Recorded data:
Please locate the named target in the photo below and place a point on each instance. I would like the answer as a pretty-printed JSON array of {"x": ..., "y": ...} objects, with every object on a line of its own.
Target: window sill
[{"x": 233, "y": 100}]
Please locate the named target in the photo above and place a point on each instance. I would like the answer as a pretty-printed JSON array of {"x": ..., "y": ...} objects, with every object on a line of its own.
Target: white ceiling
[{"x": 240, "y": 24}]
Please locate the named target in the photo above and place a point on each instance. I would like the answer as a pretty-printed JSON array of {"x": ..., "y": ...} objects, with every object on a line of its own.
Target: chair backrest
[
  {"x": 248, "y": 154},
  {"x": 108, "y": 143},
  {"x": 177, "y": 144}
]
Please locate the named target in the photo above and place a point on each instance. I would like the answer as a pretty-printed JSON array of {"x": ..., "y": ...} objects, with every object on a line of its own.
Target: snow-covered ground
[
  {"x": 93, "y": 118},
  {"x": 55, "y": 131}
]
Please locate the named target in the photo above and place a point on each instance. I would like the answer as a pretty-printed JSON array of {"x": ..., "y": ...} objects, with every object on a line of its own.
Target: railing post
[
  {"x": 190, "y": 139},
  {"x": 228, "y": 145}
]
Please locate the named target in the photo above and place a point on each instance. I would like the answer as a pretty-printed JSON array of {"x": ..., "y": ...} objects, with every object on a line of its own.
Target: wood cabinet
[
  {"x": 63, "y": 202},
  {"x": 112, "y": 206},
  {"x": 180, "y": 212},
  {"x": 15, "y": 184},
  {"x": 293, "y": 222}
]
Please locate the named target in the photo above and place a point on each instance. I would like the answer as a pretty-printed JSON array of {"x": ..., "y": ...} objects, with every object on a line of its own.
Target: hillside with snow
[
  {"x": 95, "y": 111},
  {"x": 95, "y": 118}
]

Exercise objective: Reproduce the data shown above exactly.

Answer to this exercise:
Please locate the named target in the photo below and place a point on each instance. I would like the answer as a pretty-printed JSON array of {"x": ..., "y": ...} objects, with every object on a line of its own.
Target: window sill
[{"x": 233, "y": 100}]
Please locate the named target in the photo above and place a point on each instance. I would like the answer as a pretty-printed JSON array of {"x": ..., "y": ...} objects, with every object on a line of its own.
Target: white ceiling
[{"x": 240, "y": 24}]
Please locate the named target in the photo above and place a point on each instance. I would like the answer as a pretty-printed JSON array of {"x": ..., "y": ...} objects, with every object on a line of its own.
Target: chair backrest
[
  {"x": 248, "y": 154},
  {"x": 108, "y": 143},
  {"x": 177, "y": 144}
]
Please locate the named target in the photo above and place a point on each instance. I would like the answer as a pretty-printed JSON array of {"x": ..., "y": ...} objects, with every object on a line of its own.
Target: snow-covered ground
[
  {"x": 93, "y": 118},
  {"x": 55, "y": 131}
]
Please locate the named target in the photo above and place a point on each instance. I would like the answer as a pretty-printed JSON array of {"x": ..., "y": ...} objects, with every object on a line of its own.
Target: railing post
[
  {"x": 190, "y": 139},
  {"x": 228, "y": 145}
]
Please locate the named target in the photo above and place a point on each instance. I would like the answer as a pretty-printed JSON array of {"x": ..., "y": ...} objects, with every object on a line of its own.
Target: wood cabinet
[
  {"x": 63, "y": 202},
  {"x": 112, "y": 206},
  {"x": 180, "y": 212},
  {"x": 15, "y": 184},
  {"x": 293, "y": 222}
]
Please locate the named target in the photo above and place a point on each instance. I would like the answer as a pretty-printed JSON array of {"x": ..., "y": ...} objects, with every object on a line of its own.
Target: hillside with snow
[
  {"x": 95, "y": 111},
  {"x": 95, "y": 118}
]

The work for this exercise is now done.